§ Exercises to complete:
A) Decide whether each statement below agrees with the film review about Seattle's offense. Answer yes or no for each and quote the exact words from the review that decide it.
(i) Seattle's passing attempts ranked last in the league in the regular season.
(ii) Seattle was one of ten teams to run more than they threw in 2014.
(iii) The reviewer watched film of four Seahawks games.
B) Resume the film review about Seattle's offense below, starting right after its last sentence.

§ Selected extract:
»»

Film review: Defenders must 'do their job' against Ravens-esque Seattle offense

After spending more time than any of us would like to admit discussing balls, it's time to move on to Seattle and the incredible football game Sunday figures to provide. To familiarize myself with the Seahawks, I went back and watched the film of three Hawks games: their dramatic NFC championship game win over the Packers, their Week 3 overtime triumph over Denver and the Patriots upset loss to the (at the time) upstart Seahawks in 2012. I'll be posting my takeaways from the film throughout the week, starting today with a Seattle offense that has more in common with Baltimore than you might think.

Stop the Beast

Make no mistake, the Seattle offense is built around it's bulldozer of a franchise back. The Hawks ran 525 times in the regular season, more than anyone but Houston, and their 454 passing attempts ranked dead last in the league. Seattle was one of only five teams to run more than they threw in 2014, and only the quarterback-less Browns ran on a higher percentage of offensive snaps than Seattle's 53.62%.

Of course, building around the running game is an easy decision when you have a skittles-fueled, crotch-grabbing, tackle-breaking beast in the backfield. All Marshawn Lynch did this year was average 4.7 yards per carry while leading the league in yards after contact (3 ypc) and missed tackles forced (88, 21 more than second-place finisher DeMarco Murray). Lynch's hard-nosed running style makes him a bull on the goal line, as evidenced by his 13 rushing touchdowns, but he also has enough explosive quickness and footwork to make smaller players miss in the open field.

««

§ Records provided:
»»

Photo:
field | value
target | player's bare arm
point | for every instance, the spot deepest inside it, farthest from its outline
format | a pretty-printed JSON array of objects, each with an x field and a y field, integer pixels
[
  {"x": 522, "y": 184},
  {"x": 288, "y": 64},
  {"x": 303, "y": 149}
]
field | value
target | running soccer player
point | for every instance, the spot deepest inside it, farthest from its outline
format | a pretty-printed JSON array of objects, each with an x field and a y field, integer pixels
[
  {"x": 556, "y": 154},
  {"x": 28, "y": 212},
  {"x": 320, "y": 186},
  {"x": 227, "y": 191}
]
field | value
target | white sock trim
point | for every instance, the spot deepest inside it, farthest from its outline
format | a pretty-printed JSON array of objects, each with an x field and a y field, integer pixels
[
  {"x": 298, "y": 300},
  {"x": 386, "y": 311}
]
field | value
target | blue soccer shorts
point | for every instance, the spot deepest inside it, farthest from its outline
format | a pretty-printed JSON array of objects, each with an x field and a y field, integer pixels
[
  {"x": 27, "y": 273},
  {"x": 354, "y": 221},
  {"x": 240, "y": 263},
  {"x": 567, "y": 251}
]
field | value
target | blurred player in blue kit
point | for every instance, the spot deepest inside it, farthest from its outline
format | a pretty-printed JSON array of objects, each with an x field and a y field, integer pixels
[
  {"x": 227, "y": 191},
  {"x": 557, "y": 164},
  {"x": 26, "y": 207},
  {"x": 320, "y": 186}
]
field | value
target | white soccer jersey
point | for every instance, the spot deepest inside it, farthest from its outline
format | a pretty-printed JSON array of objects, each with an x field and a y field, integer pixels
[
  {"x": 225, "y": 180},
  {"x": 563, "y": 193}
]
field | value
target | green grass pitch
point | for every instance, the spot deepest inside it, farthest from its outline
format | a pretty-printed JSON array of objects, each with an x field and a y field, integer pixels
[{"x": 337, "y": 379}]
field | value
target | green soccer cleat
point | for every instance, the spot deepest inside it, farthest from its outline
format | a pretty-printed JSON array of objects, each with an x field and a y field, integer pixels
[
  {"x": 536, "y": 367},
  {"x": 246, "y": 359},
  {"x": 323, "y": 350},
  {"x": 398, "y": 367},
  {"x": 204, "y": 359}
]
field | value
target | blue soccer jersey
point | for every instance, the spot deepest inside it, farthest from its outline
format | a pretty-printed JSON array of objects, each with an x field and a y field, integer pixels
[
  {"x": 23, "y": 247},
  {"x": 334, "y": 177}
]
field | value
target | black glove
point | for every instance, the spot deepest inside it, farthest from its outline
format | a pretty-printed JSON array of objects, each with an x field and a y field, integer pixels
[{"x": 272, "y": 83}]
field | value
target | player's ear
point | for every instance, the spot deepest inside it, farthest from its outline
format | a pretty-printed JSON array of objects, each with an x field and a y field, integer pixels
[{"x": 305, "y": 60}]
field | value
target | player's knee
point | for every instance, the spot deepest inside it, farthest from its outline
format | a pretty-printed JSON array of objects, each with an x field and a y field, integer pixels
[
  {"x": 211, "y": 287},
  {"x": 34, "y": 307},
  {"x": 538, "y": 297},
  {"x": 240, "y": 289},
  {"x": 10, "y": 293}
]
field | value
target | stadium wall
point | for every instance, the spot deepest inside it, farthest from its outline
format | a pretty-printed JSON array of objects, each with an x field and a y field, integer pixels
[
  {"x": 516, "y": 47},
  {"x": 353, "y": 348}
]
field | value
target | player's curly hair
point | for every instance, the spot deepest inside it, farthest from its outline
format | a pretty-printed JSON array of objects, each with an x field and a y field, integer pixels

««

§ Exercise answers:
A)
(i) Yes: "their 454 passing attempts ranked dead last in the league."
(ii) No: "Seattle was one of only five teams to run more than they threw in 2014."
(iii) No: "I went back and watched the film of three Hawks games."

B)
How do you stop a player like that? If the film from the Pats 2012 game is to be believed, the key is disrupting his rushing lanes early, with aggressive linebacker play and gang-tackling to make sure he goes down. The Pats effectively shut Lynch down in that game, with the Beast held to just 41 yards on his 15 carries (2.7 yards per carry), thanks largely to excellent downhill play from linebackers Jerod Mayo and Brandon Spikes. Even against that swarming defensive performance, an impressive 36 of Lynch's 41 yards came after contact.

The Patriots have one of the best tackling secondaries in football, but even they will be in trouble if Lynch is able to regularly get speed going into the defensive backfield. Slowing Lynch's momentum early is crucial and linebacker play is key to making sure Lynch doesn't get lose. Whether it be from reading plays and attacking gaps....


 or shedding reach blocks, as Jerod Mayo does here to limit this 2012 play to a gain of three...


...linebackers Dont'a Hightower and Jamie Collins need to be active and disruptive to have any hope of stopping this Seattle running game. The Pats also need big defensive tackles Vince Wilfork, Sealver Siliga and Alan Branch (who started and played 60 snaps for the Hawks in that 2012 game) to play their best and win the line of scrimmage, congesting things up the middle for the beast.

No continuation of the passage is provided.